[What you will do]:
1/ In the environmental studies course list, retype everything from "Group A: Humanities and" down to "by the Old.".
2/ List the dimensions of interaction between people and natural environments that the EVST 120 entry in the environmental studies course list names.

[Quoted passage]:
==================================================
Majors must take at least 2 core courses from both the humanities and social sciences (Group A) & the environmental and natural sciences (Group B). Core courses can fulfill Yale College distributional requirements.

Group A: Humanities and Social Sciences

  • EVST 120: Introduction to Environmental History. (Paul Sabin) Survey of interactions between people and natural environments in North America from precolonial times to the present, including ecological, political, cultural, and economic dimensions. The rise of modern conservation and environmental movements; development of public policy.
  • EVST 226: Global Environmental History. (Harvey Weiss) The dynamic relationship between environmental and social forces from the Pleistocene to the present. Pleistocene extinctions; transition from hunting and gathering to agriculture; origins of cities, states, and civilization in Mesopotamia and Egypt; adaptations and collapses of early Old and New World civilizations in the face of environmental disasters; the destruction and reconstruction of the New World by the Old.
==================================================
[Saved data entries]
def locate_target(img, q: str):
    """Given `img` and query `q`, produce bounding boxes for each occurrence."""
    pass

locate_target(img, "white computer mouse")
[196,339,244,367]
==================================================
[Answers to each task]:
1/
Group A: Humanities and Social Sciences

  • EVST 120: Introduction to Environmental History. (Paul Sabin) Survey of interactions between people and natural environments in North America from precolonial times to the present, including ecological, political, cultural, and economic dimensions. The rise of modern conservation and environmental movements; development of public policy.
  • EVST 226: Global Environmental History. (Harvey Weiss) The dynamic relationship between environmental and social forces from the Pleistocene to the present. Pleistocene extinctions; transition from hunting and gathering to agriculture; origins of cities, states, and civilization in Mesopotamia and Egypt; adaptations and collapses of early Old and New World civilizations in the face of environmental disasters; the destruction and reconstruction of the New World by the Old.

2/ ecological, political, cultural, economic